SET TASK: In the listing below, locate the line containing "Mark one point per instance of the orange-yellow" and copy it and every line after it through the end, exactly as written, leaving out any pictures.

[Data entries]
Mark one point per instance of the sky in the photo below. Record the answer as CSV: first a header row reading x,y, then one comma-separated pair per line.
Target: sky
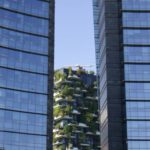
x,y
74,33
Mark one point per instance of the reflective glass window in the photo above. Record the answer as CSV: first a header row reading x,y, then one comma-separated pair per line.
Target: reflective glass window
x,y
137,72
23,81
136,4
136,19
14,141
23,22
138,129
34,7
136,36
23,101
23,122
138,91
23,61
138,110
138,145
137,54
23,41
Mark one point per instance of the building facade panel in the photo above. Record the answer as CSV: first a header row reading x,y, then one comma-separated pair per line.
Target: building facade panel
x,y
26,72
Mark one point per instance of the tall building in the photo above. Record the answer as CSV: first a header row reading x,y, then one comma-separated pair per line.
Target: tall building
x,y
76,125
26,74
122,38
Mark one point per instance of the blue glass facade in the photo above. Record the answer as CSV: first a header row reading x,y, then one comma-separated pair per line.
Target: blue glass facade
x,y
122,43
24,74
136,41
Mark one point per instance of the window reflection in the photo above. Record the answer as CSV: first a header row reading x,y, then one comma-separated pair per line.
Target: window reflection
x,y
23,81
34,7
138,91
137,72
23,22
23,61
23,41
14,141
137,54
136,36
23,101
136,4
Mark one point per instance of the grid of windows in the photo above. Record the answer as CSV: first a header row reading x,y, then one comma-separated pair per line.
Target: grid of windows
x,y
24,34
136,38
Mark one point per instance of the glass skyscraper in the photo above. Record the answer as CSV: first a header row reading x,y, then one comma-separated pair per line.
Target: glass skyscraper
x,y
26,74
122,37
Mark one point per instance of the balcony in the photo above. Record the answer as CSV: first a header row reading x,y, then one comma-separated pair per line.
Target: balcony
x,y
62,117
76,112
82,125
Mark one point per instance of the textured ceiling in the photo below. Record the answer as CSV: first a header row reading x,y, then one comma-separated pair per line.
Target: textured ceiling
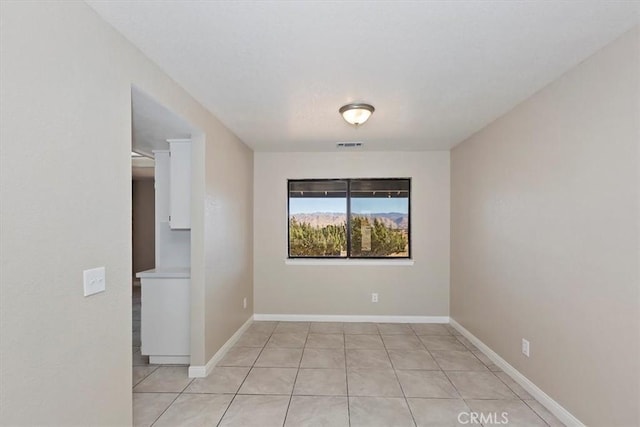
x,y
276,72
153,124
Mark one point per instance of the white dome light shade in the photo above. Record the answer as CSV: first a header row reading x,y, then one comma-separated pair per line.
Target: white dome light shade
x,y
356,114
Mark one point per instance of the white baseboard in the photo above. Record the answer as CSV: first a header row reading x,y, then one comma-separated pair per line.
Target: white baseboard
x,y
202,371
554,407
347,318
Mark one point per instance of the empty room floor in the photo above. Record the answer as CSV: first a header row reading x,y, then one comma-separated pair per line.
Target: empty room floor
x,y
337,374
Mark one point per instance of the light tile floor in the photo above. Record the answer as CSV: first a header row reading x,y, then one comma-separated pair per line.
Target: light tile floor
x,y
334,374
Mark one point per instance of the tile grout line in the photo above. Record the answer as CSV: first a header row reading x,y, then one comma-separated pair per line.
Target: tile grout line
x,y
172,402
395,373
246,376
296,378
346,376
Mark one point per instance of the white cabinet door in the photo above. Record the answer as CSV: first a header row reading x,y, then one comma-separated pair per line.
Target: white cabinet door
x,y
162,185
165,317
180,184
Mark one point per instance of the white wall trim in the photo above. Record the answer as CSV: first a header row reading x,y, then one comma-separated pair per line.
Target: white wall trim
x,y
347,318
554,407
203,371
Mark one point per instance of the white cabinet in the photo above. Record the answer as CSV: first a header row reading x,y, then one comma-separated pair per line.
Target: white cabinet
x,y
180,183
165,315
173,184
162,185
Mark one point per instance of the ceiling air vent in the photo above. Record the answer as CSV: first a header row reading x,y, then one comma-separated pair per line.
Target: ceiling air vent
x,y
348,144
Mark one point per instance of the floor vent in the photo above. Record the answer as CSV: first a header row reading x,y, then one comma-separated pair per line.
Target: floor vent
x,y
348,144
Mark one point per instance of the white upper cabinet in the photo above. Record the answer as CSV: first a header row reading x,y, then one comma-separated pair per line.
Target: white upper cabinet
x,y
180,183
173,184
162,185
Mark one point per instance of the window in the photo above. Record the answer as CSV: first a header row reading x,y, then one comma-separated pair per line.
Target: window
x,y
349,218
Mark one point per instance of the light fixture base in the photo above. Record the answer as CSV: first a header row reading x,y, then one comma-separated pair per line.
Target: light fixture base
x,y
356,113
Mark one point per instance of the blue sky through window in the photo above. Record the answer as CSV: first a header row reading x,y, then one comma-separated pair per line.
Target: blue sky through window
x,y
302,205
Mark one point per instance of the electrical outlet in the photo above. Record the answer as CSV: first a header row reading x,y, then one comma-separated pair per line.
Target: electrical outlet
x,y
94,281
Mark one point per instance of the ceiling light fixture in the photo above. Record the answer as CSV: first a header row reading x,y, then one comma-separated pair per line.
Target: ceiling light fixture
x,y
356,114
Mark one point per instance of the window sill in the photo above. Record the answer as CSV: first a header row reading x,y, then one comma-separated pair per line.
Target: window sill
x,y
360,262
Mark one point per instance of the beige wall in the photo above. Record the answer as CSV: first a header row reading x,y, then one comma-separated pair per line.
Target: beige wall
x,y
418,290
545,237
65,173
143,229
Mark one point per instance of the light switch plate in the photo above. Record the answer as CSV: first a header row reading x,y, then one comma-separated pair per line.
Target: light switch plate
x,y
94,281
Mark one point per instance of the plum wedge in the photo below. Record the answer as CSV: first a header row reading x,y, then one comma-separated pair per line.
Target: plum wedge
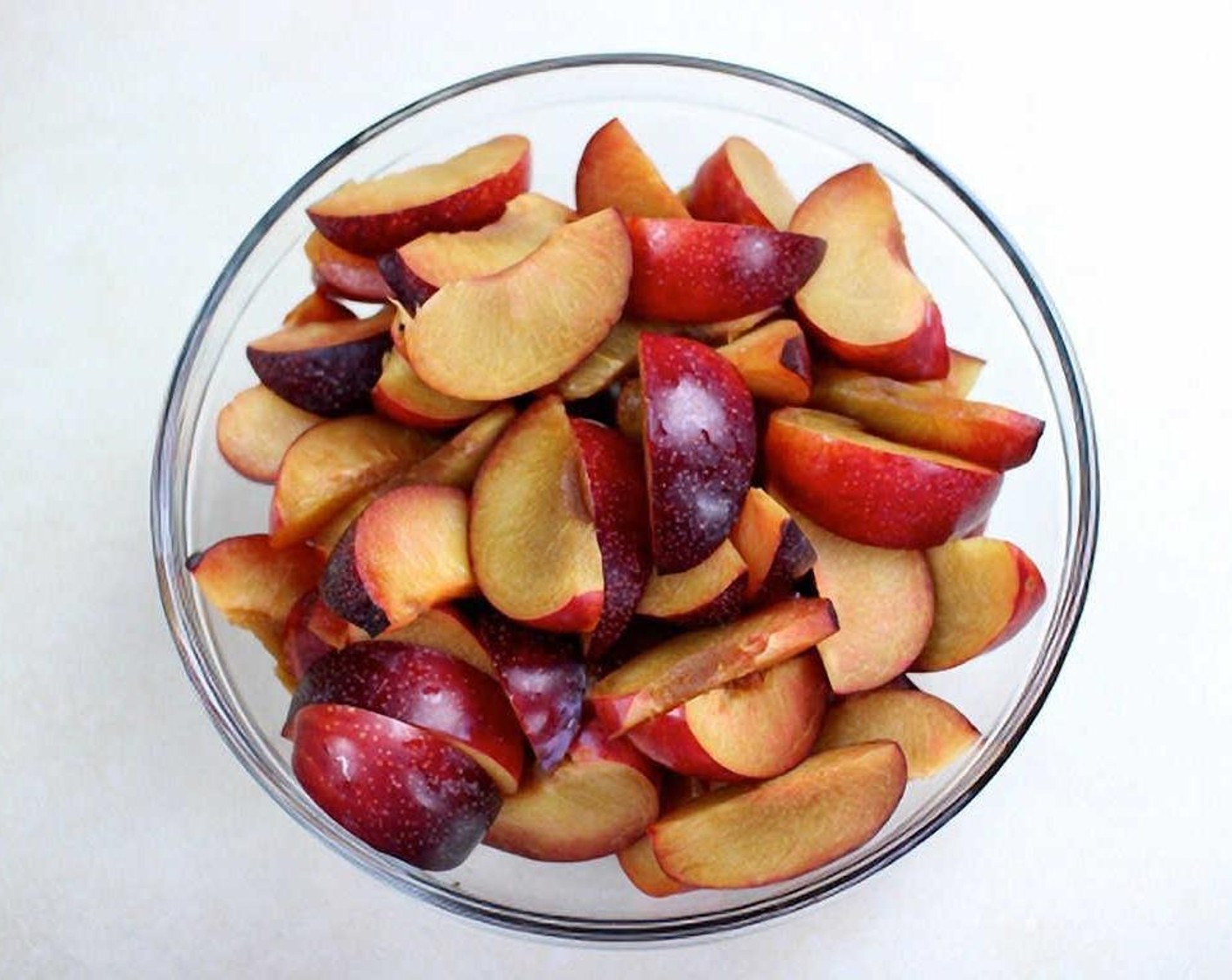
x,y
699,271
426,262
865,304
738,183
700,444
519,329
872,490
691,663
754,835
466,192
404,554
615,172
395,786
534,537
328,368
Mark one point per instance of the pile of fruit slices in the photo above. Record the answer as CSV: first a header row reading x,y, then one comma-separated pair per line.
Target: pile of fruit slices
x,y
619,530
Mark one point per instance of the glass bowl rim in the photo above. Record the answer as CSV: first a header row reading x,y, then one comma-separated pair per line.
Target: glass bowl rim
x,y
1084,497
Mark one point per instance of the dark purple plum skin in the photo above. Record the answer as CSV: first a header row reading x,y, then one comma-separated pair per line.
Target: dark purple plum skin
x,y
410,289
343,591
332,380
543,677
618,492
408,682
791,561
700,448
398,788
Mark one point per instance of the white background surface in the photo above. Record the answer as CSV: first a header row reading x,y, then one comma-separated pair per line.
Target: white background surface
x,y
136,145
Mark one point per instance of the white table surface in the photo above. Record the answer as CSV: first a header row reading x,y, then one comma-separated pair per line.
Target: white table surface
x,y
139,141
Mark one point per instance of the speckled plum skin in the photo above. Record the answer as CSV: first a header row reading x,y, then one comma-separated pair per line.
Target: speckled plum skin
x,y
543,677
704,271
700,448
618,494
419,686
393,786
331,371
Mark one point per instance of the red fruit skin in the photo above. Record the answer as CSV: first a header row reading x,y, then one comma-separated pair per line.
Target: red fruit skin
x,y
410,290
718,195
616,485
301,646
393,786
700,271
419,686
923,355
468,208
331,382
700,448
878,498
1030,597
543,677
668,739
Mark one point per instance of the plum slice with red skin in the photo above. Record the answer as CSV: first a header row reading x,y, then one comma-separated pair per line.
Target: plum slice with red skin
x,y
543,677
422,687
700,448
396,787
328,368
700,271
615,486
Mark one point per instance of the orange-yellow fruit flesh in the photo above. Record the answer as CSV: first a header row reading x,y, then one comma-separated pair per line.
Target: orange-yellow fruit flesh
x,y
254,584
884,600
755,835
977,582
697,661
579,811
418,560
773,360
760,181
864,290
522,328
256,429
615,172
532,536
673,596
425,184
446,256
332,465
930,732
766,723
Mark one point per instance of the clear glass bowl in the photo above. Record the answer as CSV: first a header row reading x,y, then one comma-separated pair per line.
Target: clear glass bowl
x,y
680,110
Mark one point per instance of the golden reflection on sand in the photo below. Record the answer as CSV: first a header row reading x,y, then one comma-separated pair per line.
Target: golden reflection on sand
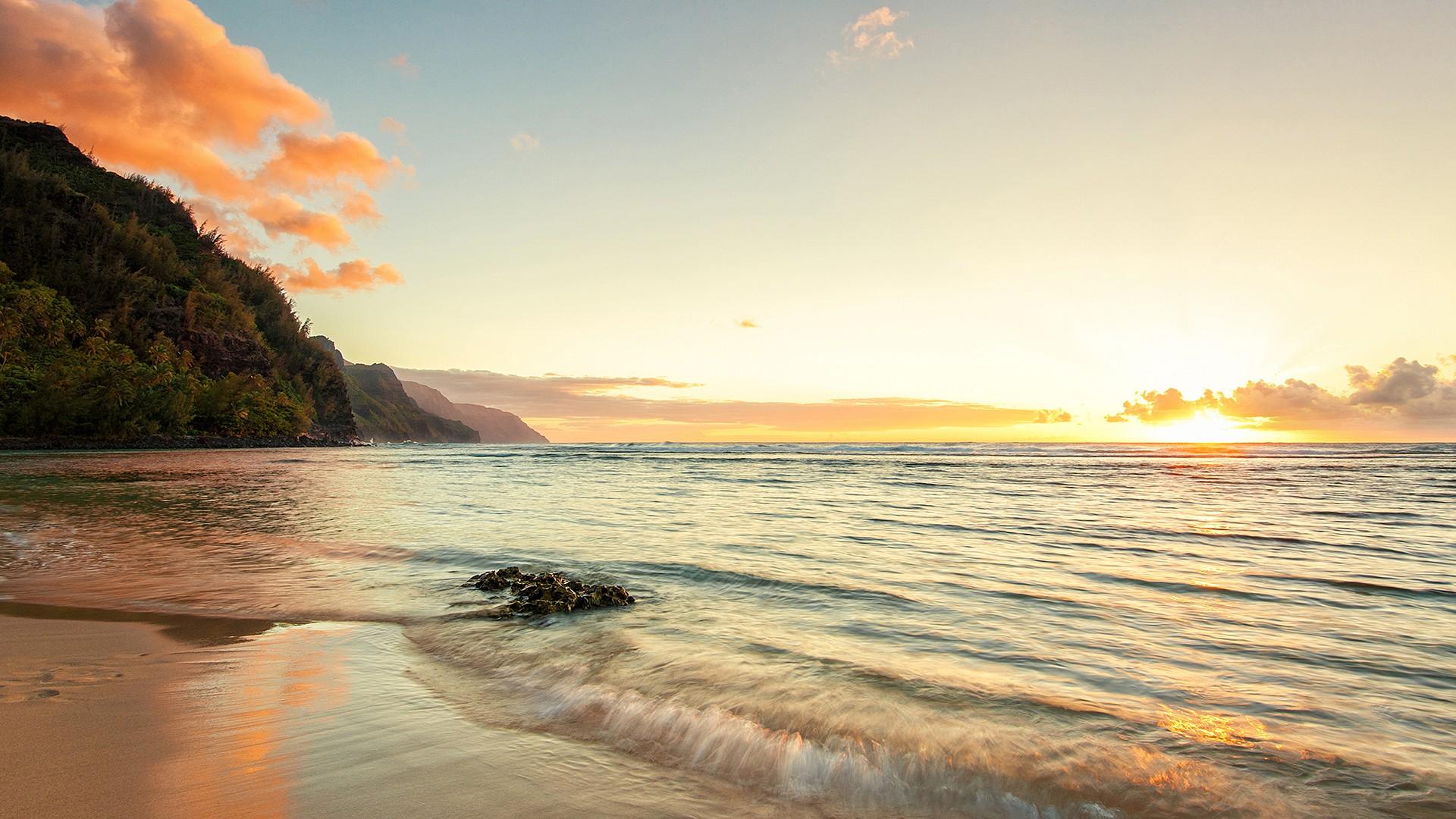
x,y
240,720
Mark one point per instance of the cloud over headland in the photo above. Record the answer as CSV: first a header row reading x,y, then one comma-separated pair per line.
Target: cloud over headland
x,y
156,86
610,409
1402,397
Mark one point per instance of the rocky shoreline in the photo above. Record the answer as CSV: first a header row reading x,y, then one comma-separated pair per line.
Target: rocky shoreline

SOLUTION TO THE PROBLEM:
Mark one point per instance of the orange-yellow fruit flesh in the photo above. Record the answer as CSV: first a header row reading x,y, then one comma-separated pair per line.
Target: orange-yellow fruit flesh
x,y
254,584
884,600
755,835
977,582
697,661
579,811
418,560
773,360
760,181
864,290
522,328
256,429
615,172
532,536
673,596
425,184
446,256
332,465
930,732
766,723
Mark one point per instance of the clear glass bowl in the photo above. Record the answer as CSV: first a header row reading x,y, then one comma-separated pair per line.
Target: clear glass bowl
x,y
680,110
Mark one point per instance of the golden reflection on sand in the photo below. Record the answer as CSV: first a header row reading x,y, then one comma-separated pair per line.
Target: golden reflection on sand
x,y
240,720
Mark one point per instance of the cloud over headland in the photo above. Record the answer as CSV: first a header row reading x,y, then one comma-separated pair per line.
Target: cloud over headland
x,y
156,86
610,409
1402,397
Mark one point per instance of the rocky shoreline in the photo above. Record the answer as CSV: first a header row reading x,y, then one comma-separated pair per line.
Target: rocky shoreline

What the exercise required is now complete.